Emerging growth company ☒
If an emerging growth company, indicate by
check mark if the registrant has elected not to use the extended transition period for complying with any new or revised financial accounting
standards provided pursuant to Section 13(a) of the Exchange Act.
Item 2.03 Creation of a Direct Financial Obligation or an Obligation under an Off-Balance Sheet Arrangement of a Registrant.
On September 30, 2025, the
Company issued an unsecured, non-interest bearing promissory note (the “Note”) to C/M Capital Master Fund LP (the “Lender”)
in the aggregate principal amount of $1,250,000, for an aggregate purchase price of $1,000,000.
The Note is due and payable
in full on the maturity date, June 30, 2026 (the “Maturity Date”); provided that, upon the occurrence of an Event of Default
(as defined below), the outstanding principal and any other amounts outstanding under the Note will become due and payable without demand.

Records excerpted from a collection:
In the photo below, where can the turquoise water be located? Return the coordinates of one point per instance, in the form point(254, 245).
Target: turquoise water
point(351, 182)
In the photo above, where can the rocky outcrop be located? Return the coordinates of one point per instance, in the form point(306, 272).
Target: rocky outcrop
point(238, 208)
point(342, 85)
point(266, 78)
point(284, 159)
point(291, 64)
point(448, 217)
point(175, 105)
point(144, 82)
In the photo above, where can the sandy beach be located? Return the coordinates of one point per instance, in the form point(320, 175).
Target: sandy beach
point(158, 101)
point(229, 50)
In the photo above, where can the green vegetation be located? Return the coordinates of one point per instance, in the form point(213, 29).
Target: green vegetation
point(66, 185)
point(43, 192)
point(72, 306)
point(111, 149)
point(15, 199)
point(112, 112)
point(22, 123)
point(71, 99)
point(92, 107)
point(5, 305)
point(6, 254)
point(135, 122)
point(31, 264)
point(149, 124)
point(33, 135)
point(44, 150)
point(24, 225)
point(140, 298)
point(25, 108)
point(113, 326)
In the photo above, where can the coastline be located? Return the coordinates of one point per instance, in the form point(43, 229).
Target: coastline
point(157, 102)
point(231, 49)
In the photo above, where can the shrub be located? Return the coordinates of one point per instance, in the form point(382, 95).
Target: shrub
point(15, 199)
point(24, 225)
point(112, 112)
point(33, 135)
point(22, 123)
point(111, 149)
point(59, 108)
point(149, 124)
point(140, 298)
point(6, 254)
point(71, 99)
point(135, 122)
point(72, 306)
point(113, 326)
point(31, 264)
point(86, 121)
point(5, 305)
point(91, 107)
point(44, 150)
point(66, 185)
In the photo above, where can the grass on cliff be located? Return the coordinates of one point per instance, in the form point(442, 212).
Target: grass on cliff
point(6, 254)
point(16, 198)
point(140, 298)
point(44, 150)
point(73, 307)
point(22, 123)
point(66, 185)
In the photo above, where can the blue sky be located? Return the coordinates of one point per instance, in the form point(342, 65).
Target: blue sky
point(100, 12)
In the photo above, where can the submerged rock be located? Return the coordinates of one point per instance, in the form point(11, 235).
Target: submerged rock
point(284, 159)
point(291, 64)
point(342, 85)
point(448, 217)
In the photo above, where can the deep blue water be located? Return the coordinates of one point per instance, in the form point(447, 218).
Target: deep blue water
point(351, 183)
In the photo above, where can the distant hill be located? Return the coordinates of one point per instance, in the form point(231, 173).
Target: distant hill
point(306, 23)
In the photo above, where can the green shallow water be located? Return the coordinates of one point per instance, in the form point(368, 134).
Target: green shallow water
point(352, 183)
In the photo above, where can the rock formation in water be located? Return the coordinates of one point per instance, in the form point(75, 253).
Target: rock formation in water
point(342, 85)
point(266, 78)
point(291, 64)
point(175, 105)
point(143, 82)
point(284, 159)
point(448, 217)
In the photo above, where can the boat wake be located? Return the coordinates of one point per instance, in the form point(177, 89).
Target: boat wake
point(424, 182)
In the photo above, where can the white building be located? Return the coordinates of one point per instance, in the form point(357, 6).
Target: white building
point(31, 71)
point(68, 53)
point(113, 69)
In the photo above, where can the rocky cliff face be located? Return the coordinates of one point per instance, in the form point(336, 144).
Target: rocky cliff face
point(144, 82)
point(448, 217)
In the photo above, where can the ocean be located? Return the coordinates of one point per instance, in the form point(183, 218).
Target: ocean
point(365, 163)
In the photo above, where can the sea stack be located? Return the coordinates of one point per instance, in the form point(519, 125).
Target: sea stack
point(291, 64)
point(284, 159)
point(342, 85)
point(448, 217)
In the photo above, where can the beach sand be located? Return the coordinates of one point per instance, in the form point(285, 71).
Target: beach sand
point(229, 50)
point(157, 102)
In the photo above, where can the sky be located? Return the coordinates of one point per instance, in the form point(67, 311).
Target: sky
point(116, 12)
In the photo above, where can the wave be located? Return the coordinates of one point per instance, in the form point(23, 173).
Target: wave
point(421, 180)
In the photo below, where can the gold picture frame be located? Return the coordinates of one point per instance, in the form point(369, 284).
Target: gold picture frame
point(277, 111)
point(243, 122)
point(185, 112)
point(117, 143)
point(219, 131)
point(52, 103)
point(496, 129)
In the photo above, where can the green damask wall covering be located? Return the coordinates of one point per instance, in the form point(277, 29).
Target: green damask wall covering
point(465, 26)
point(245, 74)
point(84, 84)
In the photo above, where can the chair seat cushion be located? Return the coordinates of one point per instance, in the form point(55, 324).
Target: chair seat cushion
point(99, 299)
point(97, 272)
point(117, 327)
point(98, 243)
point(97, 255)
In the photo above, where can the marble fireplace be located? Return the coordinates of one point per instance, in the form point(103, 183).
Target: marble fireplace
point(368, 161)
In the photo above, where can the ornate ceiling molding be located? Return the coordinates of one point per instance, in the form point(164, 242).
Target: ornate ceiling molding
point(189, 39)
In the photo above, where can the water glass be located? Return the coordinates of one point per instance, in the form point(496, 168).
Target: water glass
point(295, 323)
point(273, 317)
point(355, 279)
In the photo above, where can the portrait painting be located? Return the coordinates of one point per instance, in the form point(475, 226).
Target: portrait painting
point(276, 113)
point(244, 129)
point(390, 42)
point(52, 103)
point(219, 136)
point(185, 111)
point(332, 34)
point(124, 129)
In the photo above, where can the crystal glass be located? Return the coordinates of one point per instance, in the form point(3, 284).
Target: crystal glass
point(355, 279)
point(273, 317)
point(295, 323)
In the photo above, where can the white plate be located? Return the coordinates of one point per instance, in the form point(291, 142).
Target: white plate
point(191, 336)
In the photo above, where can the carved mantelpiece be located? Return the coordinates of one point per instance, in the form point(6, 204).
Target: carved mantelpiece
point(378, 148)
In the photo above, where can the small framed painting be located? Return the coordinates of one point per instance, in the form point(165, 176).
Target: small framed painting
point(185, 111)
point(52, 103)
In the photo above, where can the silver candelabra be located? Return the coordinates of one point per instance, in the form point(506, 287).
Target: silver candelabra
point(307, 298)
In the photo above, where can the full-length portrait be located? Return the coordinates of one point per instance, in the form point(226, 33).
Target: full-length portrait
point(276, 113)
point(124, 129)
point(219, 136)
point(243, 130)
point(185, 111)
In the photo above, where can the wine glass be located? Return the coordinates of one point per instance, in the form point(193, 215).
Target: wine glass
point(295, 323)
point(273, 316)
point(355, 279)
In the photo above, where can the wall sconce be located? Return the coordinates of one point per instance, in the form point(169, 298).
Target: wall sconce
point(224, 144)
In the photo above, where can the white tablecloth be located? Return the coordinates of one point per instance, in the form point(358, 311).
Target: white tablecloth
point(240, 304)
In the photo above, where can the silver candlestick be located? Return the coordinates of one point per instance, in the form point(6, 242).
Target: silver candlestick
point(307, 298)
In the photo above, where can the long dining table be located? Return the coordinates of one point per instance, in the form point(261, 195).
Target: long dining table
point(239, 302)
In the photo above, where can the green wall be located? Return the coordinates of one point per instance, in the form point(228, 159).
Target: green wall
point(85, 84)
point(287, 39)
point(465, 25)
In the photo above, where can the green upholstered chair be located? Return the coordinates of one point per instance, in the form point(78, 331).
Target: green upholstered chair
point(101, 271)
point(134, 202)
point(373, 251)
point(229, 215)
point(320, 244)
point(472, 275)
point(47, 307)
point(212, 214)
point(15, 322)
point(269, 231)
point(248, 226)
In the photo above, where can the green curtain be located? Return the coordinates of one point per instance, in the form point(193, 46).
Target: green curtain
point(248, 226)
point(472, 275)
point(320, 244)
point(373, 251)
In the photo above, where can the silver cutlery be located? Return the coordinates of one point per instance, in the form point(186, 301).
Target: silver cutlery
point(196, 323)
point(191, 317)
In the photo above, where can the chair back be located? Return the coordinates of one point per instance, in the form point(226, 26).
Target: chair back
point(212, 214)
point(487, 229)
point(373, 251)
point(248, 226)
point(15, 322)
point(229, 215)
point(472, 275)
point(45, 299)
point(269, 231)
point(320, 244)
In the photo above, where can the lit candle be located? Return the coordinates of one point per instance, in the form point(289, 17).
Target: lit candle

» **The tasks**:
1. In the promissory note filing, on what date is the Note due and payable in full?
2. Write the next part of the promissory note filing, picking up after its last sentence.

» **Task-by-task answers**:
1. June 30, 2026.

2.
The Note may be prepaid at any time without penalty. All payments due under the Note rank junior to certain existing indebtedness of the
Company and senior to all other indebtedness of the Company and its subsidiaries. The proceeds of the Note will be used to pay for certain
fees and expenses incurred in connection with the Company’s initial business combination and for other general corporate purposes.
The Note includes customary
representations, warranties, covenants and events of default (each, an “Event of Default”), including, among others, (i) certain
events of bankruptcy, insolvency or reorganization; (ii) breach of certain representations, warranties, covenants or other terms of the
Note that remains uncured for five (5) business days, and (iii) failure to establish and authorize a new series of preferred shares of
the Company by November 15, 2025 (the “New Preferred Shares”). The Lender has the right to exchange all or any portion of
the Note for New Preferred Shares, on terms to be mutually agreed upon by the Company and the Lender.
The foregoing description
of the Note is not complete and is qualified in its entirety by reference to the full text of the Note, a copy of which is filed herewith
as Exhibit 4.1 to this Current Report on Form 8-K and is incorporated herein by reference.
Item 9.01. Financial Statements and Exhibits.
(d) Exhibits.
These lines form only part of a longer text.